[Excerpts of labeled region data]
※
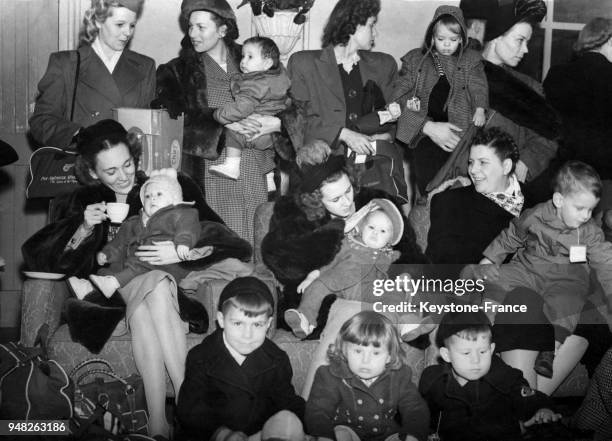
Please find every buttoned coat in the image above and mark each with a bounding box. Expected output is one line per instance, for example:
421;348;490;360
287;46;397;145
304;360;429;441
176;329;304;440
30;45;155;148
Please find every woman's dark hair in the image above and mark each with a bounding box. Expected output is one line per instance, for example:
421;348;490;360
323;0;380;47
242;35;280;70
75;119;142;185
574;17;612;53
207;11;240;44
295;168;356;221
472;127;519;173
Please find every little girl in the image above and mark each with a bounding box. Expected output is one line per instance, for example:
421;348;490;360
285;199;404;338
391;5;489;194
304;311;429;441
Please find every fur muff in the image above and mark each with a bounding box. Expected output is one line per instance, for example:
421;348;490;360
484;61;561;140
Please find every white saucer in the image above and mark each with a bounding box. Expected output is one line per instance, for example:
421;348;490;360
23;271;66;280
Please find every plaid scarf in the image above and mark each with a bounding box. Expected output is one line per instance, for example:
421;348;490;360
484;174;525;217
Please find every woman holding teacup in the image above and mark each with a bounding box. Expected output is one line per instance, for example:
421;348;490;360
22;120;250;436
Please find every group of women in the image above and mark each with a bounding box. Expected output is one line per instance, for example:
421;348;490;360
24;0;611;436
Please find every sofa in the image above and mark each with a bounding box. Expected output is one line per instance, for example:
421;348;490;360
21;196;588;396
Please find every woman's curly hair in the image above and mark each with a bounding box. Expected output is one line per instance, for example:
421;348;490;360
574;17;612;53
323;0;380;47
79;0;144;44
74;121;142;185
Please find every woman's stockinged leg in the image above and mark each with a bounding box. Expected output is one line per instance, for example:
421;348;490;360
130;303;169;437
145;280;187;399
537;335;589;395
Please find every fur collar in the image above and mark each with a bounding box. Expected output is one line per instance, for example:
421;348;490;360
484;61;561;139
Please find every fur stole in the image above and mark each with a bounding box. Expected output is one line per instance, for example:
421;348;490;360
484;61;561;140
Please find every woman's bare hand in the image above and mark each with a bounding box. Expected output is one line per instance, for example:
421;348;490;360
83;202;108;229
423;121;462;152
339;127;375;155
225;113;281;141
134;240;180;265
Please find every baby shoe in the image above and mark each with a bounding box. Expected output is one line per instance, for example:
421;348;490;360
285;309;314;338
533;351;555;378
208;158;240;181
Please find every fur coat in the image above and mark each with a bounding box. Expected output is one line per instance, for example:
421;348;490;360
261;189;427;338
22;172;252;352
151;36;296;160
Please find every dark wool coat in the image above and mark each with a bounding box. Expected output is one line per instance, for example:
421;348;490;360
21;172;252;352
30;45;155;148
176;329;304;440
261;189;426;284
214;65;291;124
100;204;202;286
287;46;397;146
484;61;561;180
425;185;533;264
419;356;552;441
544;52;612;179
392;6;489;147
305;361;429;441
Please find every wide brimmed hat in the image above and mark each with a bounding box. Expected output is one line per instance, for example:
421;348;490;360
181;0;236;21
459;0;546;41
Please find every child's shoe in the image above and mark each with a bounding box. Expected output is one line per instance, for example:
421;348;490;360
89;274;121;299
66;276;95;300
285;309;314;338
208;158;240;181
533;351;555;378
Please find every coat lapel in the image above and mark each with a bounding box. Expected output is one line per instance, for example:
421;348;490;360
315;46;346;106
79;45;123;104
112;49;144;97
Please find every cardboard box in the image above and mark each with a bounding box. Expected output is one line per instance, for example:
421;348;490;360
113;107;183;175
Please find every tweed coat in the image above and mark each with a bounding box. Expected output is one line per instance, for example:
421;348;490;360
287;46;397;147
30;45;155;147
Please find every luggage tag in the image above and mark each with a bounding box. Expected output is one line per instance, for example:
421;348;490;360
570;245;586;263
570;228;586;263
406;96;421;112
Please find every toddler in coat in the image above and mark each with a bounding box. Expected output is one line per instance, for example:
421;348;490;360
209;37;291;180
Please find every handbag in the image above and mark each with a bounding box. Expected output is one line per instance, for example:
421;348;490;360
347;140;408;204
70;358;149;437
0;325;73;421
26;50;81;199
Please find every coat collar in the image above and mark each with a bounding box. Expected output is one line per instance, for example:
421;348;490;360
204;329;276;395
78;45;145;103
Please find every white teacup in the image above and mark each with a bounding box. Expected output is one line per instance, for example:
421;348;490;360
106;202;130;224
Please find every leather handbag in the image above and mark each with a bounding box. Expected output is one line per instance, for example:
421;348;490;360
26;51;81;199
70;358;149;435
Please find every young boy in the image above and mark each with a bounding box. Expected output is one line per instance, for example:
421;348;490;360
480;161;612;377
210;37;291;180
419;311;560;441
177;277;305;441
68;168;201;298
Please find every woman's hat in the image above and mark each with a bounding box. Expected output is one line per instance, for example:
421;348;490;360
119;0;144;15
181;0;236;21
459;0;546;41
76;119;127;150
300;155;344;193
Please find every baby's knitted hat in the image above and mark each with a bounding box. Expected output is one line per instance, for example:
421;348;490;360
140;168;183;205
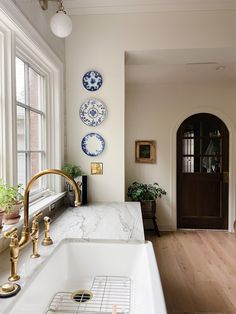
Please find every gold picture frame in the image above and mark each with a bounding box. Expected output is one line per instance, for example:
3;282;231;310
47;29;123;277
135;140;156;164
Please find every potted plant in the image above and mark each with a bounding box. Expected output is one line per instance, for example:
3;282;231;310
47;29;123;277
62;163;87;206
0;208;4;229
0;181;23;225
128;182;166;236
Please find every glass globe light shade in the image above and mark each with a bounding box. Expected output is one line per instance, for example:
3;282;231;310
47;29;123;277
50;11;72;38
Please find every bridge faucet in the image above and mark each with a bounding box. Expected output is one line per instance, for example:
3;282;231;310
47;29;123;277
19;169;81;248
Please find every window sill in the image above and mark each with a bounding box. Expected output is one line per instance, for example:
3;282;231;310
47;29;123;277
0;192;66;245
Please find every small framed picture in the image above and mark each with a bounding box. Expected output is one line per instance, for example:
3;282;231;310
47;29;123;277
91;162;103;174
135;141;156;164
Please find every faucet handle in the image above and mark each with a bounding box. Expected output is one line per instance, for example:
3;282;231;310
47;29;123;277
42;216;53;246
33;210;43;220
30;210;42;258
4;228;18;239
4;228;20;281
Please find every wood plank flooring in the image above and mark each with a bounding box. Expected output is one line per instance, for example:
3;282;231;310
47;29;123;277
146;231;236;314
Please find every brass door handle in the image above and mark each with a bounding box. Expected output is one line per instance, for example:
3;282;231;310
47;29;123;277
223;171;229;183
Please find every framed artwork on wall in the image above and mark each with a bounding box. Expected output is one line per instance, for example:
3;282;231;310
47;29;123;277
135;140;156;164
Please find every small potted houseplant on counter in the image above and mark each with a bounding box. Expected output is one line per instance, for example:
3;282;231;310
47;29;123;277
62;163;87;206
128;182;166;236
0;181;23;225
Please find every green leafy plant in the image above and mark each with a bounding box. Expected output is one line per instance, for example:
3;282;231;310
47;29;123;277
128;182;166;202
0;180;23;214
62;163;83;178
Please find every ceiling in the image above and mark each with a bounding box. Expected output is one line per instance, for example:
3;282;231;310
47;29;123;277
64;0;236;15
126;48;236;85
※
- What this task involves -
Copy all of the material above line for line, with no changes, and leave out the pictures.

- Reply to the exercise -
Please find every buttoned coat in the image above and mark each with a bounding box. Expected output is one line per instance, for example:
421;348;490;360
287;46;397;145
304;360;429;441
176;329;304;440
30;45;155;148
Please find every woman's dark hair in the image above and mark each with a bounding box. Expected output is one line per instance, for example:
421;348;490;360
323;0;380;47
242;35;280;70
75;119;142;185
574;17;612;53
207;11;240;44
295;168;356;221
472;127;519;173
Please find every little girl in the image above and mark each with a bounding box. Expected output is one line per instance, for example:
421;348;490;360
285;199;404;338
391;5;489;194
304;311;429;441
Please find every fur muff in the image above and mark each with a bounding box. Expected output is one line per instance, for example:
421;348;490;360
484;61;561;140
Please find every white saucer in the image above and mark each with a bounding box. Expected output is one line per instance, for example:
421;348;490;360
23;271;66;280
Please find every plaid scarf in the image above and mark each with a bounding box. Expected output is one line per instance, for example:
421;348;490;360
484;174;525;217
Please find every woman holding teacup in the image above and mark each with a bounding box. Expected output is one line per instance, for example:
421;348;490;360
22;120;250;436
Please find every group of women in the image above and mark each with a bounding box. Expected output is one line per instance, for example:
421;348;490;360
24;0;611;436
Please find every sofa in the image above and mark each with a bounding box. Expected output is one line per instance, for example:
421;348;490;360
21;196;588;396
Please find every woman's curly hair in the image above and mark each with a bounding box. Expected output is one line per instance, for example:
421;348;490;360
574;17;612;53
323;0;380;47
79;0;144;44
74;121;142;185
Please find every woman's stockinged leg in the image above and mark each with a bounding box. Expected output is one line per instance, for example:
421;348;490;360
130;303;169;437
145;280;187;399
537;335;589;395
Please find every fur collar in the image above and mark each with a bounding box. Expected output is one line per instance, for example:
421;348;490;360
484;61;561;139
Please find every fur stole in the image above and mark each with a bounding box. Expected output is one line per instance, for example:
421;348;490;360
484;61;561;140
Please find every woman's bare hand in the image above and mark each with a bounding box. Expected output is one line per instance, for example:
421;348;490;360
83;202;108;229
423;121;462;152
339;127;375;155
225;113;281;141
134;240;180;265
Please find every baby shoe in the image above and mark each with a bounding box. Expected output is one line per instance, for example:
421;348;490;360
285;309;314;338
533;351;555;378
208;158;240;181
Please find every fur coat in the image above and mark each with a bounding box. Expected output is one line per instance, for example:
421;348;490;360
261;189;427;338
22;172;252;352
151;36;296;160
Please find every dark wool coat in the image above and mark each with a bounding box. Expected output is one line per instance, for example:
421;348;490;360
21;172;252;352
30;45;155;148
176;329;304;440
261;189;426;284
214;65;291;124
100;204;202;286
287;46;397;146
484;61;561;180
425;185;533;264
419;356;552;441
544;52;612;179
392;6;489;147
305;361;429;441
Please find every wide brimmed hat in the image above and mark each with a bounding box. Expected output is one line per instance, for example:
421;348;490;360
181;0;236;21
459;0;546;41
Please find every child's shoe in the image above and mark each with a bounding box. Expected output is one line per instance, for example:
421;348;490;360
89;274;121;299
66;276;95;300
285;309;314;338
208;158;240;181
533;351;555;378
Please find every coat lapel in the image above and mark each with a bounding box. Expected output is one line per instance, for example:
421;348;490;360
315;46;346;106
79;45;123;104
112;49;144;97
Please find every cardboard box in the image above and mark each with a bounding box. Expected output is one line per instance, for example:
421;348;490;360
113;107;183;175
Please find every tweed coat in the image above and mark each with a bounding box. Expected output is one line per instance, for example:
421;348;490;360
287;46;397;147
30;45;155;147
Please find every luggage tag in the image above and mark each with a bounding box. Expected output is one line per instance, for example:
421;348;490;360
570;245;586;263
570;228;586;263
406;96;421;112
Please find every toddler in coat in the image above and mark each with a bounding box. Expected output is one line per instance, for example:
421;348;490;360
209;37;291;180
Please find every handbag in the image above and mark each with a bounding box. Expected output is one line per instance, for example:
421;348;490;360
347;140;408;204
70;358;149;437
0;325;73;421
26;50;81;199
Please find every coat collar in the image above and mark each with a bounding box. Expected output is one line per instance, for example:
421;348;490;360
204;329;276;395
78;45;145;103
Please find every white teacup in the image above and mark each with a bounding box. Expected output is one line per instance, for example:
421;348;490;360
106;202;130;224
Please find every leather handbag in the image above and mark each with a bounding box. Expected output is one line per instance, for example:
421;348;490;360
26;51;81;199
70;358;149;435
Please find every young boy in the image above and mark each with a bounding box. Expected output is one line per instance, for example:
421;348;490;360
480;161;612;377
210;37;291;180
419;311;560;441
177;277;305;441
68;168;201;298
Please find every woman's hat in the image above and mark each with a bounding box. Expected output is one line per instance, for example:
421;348;490;360
119;0;144;15
181;0;236;21
459;0;546;41
76;119;127;150
300;155;344;193
Please find every baby's knitted hat in the image above and mark each with a bounding box. Expected output is one line per instance, for example:
421;348;490;360
140;168;183;205
Please find every gold picture frame in the image above and mark each with a bounding box. Expected output is one line per instance, for example:
3;282;231;310
47;29;123;277
135;140;156;164
Please find every potted plant in the image above and mark each with a bounding box. Expected output is one line per instance, for example:
3;282;231;310
47;29;123;277
62;163;87;206
0;208;4;229
0;181;23;225
128;182;166;236
Please find every glass globe light shade in the image above and mark each with a bounding box. Expected output is one line per instance, for example:
3;282;231;310
47;29;123;277
50;11;72;38
Please find every bridge faucet in the image above and mark each with a bounding box. Expected output is one line per instance, for example:
3;282;231;310
47;29;123;277
19;169;81;248
Please find every window sill in the image above and mark each with a bounding box. Expected output is one line per instance, for example:
3;282;231;310
47;29;123;277
0;192;66;245
Please find every small framed picture in the image above and mark each with a bounding box. Expected output is one line per instance, for example:
3;282;231;310
47;29;123;277
91;162;103;174
135;141;156;164
Please find every faucet handle in the image above and mark each with a bounding box. Expected output is one line per instance, for example:
3;282;231;310
47;29;123;277
42;216;53;246
33;210;43;220
30;210;42;258
4;228;18;239
4;228;20;281
Please find every wood plank flooring in the image above and mark each with a bounding box. Expected output is one line per instance, for example:
3;282;231;310
47;29;123;277
146;231;236;314
Please find every brass door handle in the image above and mark each with a bounding box. Expected output is one line per instance, for example:
3;282;231;310
47;29;123;277
223;171;229;183
Please find every framed artwork on wall in the image above and mark each with a bounding box. Expected output is one line per instance, for example:
3;282;231;310
47;29;123;277
135;140;156;164
Please find every small potted houseplant on counter in the image above and mark each with a bounding box. Expected output is one line per instance, for example:
3;282;231;310
47;29;123;277
62;163;87;206
128;182;166;236
0;181;23;225
Please find every green leafy plant in the image above and mark each with a bounding box. Expected output is one line per instance, for example:
3;282;231;310
47;29;123;277
128;182;166;202
0;180;23;214
62;163;83;178
Please find every ceiling in the image above and mark each with a bounding box. Expected output is one line per instance, for example:
3;282;231;310
47;29;123;277
64;0;236;15
126;48;236;85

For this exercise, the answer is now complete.